• _Texte source_:
========

CARNET DE JUSTICE DU JDM. Dans un lieu de privation de liberté comme une prison, la moindre tension peut prendre rapidement des proportions insoupçonnables. C’est ainsi que le 11 février dernier, un prisonnier laisse exploser sa rancœur en plein de repas. Il balance son plateau au visage d’un surveillant de Majicavo. Le plat en sauce particulièrement chaud brule le gardien. Sept mois après les faits, le surveillant se plaint encore de troubles de la vue et doit consulter un spécialiste en métropole dans quelques semaines.
Le motif de la colère du détenu : les conditions du retour dans sa cellule après un coup de fil qu’il avait obtenu de passer. Le prisonnier prend son temps, discute avec d’autres compagnons de détention, pose des questions à chaque porte. Logiquement, le surveillant lui demande de se presser, ce qu’il n’apprécie pas du tout. Il attendra le soir pour se venger. En plus du lancer de plateau, il profère des insultes et des menaces de mort : «Je vais te tuer, espèce de Comorien de merde», lance-t-il au gardien. Il n’a pas été poursuivi pour insulte raciste mais il s’en est fallu de peu.
«Vu votre casier judiciaire, vous avez suffisamment l’habitude de la prison pour savoir qu’un surveillant a toujours raison», relève le président Benjamin Banizette. A la barre, le prisonnier s’explique: «Il avait insulté ma mère», affirme-t-il, laissant le tribunal sceptique. Sa version est d’ailleurs rapidement contredite par le surveillant qui a tenu à témoigner à l’audience. «Je ne l’ai pas insulté. C’est absolument interdit d’insulter les détenus.»
Un détenu “récalcitrant et agressif”
Et le gardien d’offrir un autre visage du détenu, moins policé que l’attitude qu’il présente à la barre : «Il est récalcitrant et agressif. Depuis ce jour, il est allé 5 fois au quartier disciplinaire». Le prisonnier a pourtant écrit une lettre d’excuse quinze jours après le jet de repas. «Des excuses de circonstance», pointe Me Briard, l’avocate du surveillant… Car le prisonnier a réitéré ses menaces, en commission de discipline: «Dehors, je vais te faire la peau», aurait-il dit au gardien.

========

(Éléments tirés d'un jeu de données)
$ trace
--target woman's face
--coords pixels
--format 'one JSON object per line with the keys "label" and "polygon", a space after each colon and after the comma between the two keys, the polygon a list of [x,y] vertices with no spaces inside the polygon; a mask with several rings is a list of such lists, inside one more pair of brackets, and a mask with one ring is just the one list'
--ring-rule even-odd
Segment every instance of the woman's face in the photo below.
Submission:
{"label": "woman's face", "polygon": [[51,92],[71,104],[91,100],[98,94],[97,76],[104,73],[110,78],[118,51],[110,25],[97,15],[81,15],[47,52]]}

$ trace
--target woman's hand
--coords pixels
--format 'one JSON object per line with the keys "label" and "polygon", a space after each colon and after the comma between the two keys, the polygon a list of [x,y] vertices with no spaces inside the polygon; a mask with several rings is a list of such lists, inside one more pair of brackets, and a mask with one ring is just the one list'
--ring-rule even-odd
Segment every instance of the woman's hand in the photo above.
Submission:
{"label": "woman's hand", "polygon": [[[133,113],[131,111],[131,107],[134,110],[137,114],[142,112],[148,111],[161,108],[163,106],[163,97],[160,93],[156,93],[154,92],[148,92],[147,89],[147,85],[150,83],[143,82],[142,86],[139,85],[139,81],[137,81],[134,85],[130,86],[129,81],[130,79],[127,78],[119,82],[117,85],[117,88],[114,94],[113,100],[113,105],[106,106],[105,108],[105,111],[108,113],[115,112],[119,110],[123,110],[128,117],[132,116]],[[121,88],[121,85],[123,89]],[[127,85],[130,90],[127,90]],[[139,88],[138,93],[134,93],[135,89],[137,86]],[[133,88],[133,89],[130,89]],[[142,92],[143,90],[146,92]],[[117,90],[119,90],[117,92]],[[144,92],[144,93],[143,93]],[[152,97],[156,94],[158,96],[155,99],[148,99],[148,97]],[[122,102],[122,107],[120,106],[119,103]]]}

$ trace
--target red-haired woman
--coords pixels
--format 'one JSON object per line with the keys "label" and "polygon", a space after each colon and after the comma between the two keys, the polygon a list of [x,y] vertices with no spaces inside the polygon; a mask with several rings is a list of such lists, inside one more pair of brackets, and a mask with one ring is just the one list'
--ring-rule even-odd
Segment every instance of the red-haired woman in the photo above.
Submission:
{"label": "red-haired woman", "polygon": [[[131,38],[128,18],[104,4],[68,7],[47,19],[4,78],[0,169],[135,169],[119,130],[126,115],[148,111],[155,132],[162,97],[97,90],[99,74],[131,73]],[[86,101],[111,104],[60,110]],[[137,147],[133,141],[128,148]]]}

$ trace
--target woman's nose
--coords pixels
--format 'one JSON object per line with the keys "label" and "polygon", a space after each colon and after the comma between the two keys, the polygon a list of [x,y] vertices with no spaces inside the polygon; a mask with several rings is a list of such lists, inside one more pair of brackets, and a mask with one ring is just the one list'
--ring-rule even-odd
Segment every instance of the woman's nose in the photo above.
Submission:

========

• _Tâches et exercices_:
(a) Recopiez mot pour mot le passage de l'article sur l'agression du surveillant de Majicavo qui commence par les mots contenant "Et le gardien" et finit par "dit au gardien.".
(b) Reprenez l'article sur l'agression du surveillant de Majicavo là où il s'arrête et écrivez la suite.
Ces données viennent d'une autre source que l'article.

• _Réponses par tâche_:
(a)
Et le gardien d’offrir un autre visage du détenu, moins policé que l’attitude qu’il présente à la barre : «Il est récalcitrant et agressif. Depuis ce jour, il est allé 5 fois au quartier disciplinaire». Le prisonnier a pourtant écrit une lettre d’excuse quinze jours après le jet de repas. «Des excuses de circonstance», pointe Me Briard, l’avocate du surveillant… Car le prisonnier a réitéré ses menaces, en commission de discipline: «Dehors, je vais te faire la peau», aurait-il dit au gardien.

(b)
«Le métier de surveillant pénitentiaire est difficile, c’est pour cette raison qu’il est particulièrement protégé par la loi», relève l’avocate. «Il y a un impact physique mais il faut aussi penser à l’impact psychologique. Ce n’est pas simple pour une personne qui a choisi ce métier-là de penser qu’elle prend un risque en allant au travail», explique le procureur Léonardo.
2 mois de plus
Pour le prisonnier, l’audience semble de moins en moins favorable. On apprend ainsi qu’il est sous le coup d’une double condamnation pour des violences avec armes depuis 2010 et qu’une mesure de placement extérieur a été annulée pour le réintégrer à la maison d’arrêt de Majicavo. On lui a aussi retiré 36 jours de remise de peine. Il est désormais libérable en mars 2016.
Le procureur demande 4 mois ferme, le juge Banizette va trancher pour 2 mois. Le surveillant devra, de son côté, se plier à une expertise médicale pour établir l’ampleur des troubles de la vision qu’il subit. Elle sera déterminante pour fixer le montant des dommages et intérêts au mois de février prochain.